__What this task involves__. How many lines of the material below contain the word "foliage"? Reply with only the number.
## Start Exercise input
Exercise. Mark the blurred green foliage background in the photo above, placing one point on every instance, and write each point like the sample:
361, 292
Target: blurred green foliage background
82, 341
## End Exercise input
## Start Exercise input
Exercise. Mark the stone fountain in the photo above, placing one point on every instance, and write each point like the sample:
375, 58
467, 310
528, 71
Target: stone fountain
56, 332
## End Exercise input
## Start Exercise input
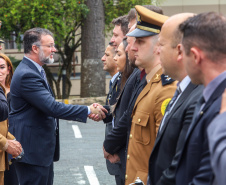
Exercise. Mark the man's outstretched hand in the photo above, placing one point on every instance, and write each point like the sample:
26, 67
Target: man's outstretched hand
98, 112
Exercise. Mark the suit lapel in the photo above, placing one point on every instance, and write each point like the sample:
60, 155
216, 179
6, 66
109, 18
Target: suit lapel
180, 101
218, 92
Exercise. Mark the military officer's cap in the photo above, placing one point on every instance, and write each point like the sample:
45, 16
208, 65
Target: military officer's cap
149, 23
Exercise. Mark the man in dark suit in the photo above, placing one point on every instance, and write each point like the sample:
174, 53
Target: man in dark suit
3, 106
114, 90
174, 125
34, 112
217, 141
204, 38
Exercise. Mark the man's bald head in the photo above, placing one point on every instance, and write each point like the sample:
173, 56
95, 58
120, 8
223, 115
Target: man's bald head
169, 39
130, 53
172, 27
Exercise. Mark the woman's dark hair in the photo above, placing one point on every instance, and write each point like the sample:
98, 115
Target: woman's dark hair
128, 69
## End Exercise input
__Task response__. 2